**Selection**
Numpy Implementation
indicator_Matrix = pd.DataFrame(np.random.randint(0,2,[20000,20000]))
def operations(indicator_Matrix):
s = indicator_Matrix.to_numpy().sum(axis=1)
d = (indicator_Matrix.to_numpy().T / s).T
d = pd.DataFrame(d, index = indicator_Matrix.index, columns = indicator_Matrix.columns)
res = d[d>0].mean(axis=0)
return res.iloc[-1]
output = [operations(indicator_Matrix) for i in range(0,20000**2)]
Note that the reason I convert d to a dataframe again is because I need to obtain the column means and retain only the last column mean using .iloc[-1]. d[d>0].mean(axis=0) return column means, i.e.
2478 1.0
0 1.0
Update: I am still stuck in this problem. I wonder if using gpu packages like cudf and CuPy on my local desktop would make any difference.

Assuming the answer of #CrazyChucky is correct, one can implement a faster parallel Numba implementation. The idea is to use plain loops and care about reading data the contiguous way. Reading data contiguously is important so to make the computation cache-friendly/memory-efficient. Here is an implementation:
import numba as nb
#nb.njit(['(int_[:,:],)', '(int_[:,::1],)', '(int_[::1,:],)'], parallel=True)

**Given data**
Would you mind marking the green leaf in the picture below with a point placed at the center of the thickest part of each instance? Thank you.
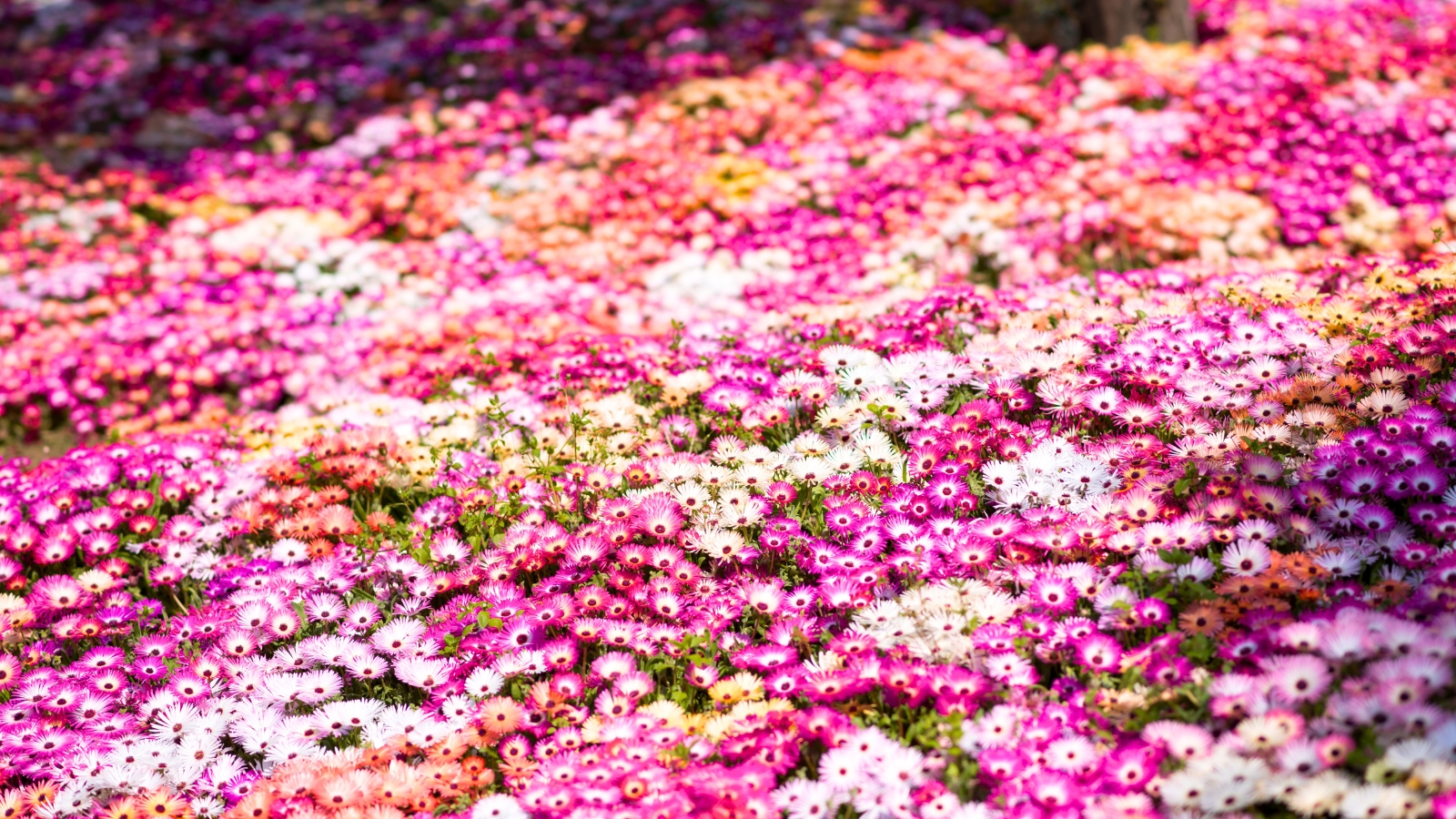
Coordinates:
(1177, 559)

**Written tasks**
1. In the Numpy implementation text, list each variable name that is assigned a value inside the function operations.
2. Print the stretch of the Numpy implementation text from "Numpy Implementation" through "make any difference.".

**Expected results**
1. s, d, res

2.
Numpy Implementation
indicator_Matrix = pd.DataFrame(np.random.randint(0,2,[20000,20000]))
def operations(indicator_Matrix):
s = indicator_Matrix.to_numpy().sum(axis=1)
d = (indicator_Matrix.to_numpy().T / s).T
d = pd.DataFrame(d, index = indicator_Matrix.index, columns = indicator_Matrix.columns)
res = d[d>0].mean(axis=0)
return res.iloc[-1]
output = [operations(indicator_Matrix) for i in range(0,20000**2)]
Note that the reason I convert d to a dataframe again is because I need to obtain the column means and retain only the last column mean using .iloc[-1]. d[d>0].mean(axis=0) return column means, i.e.
2478 1.0
0 1.0
Update: I am still stuck in this problem. I wonder if using gpu packages like cudf and CuPy on my local desktop would make any difference.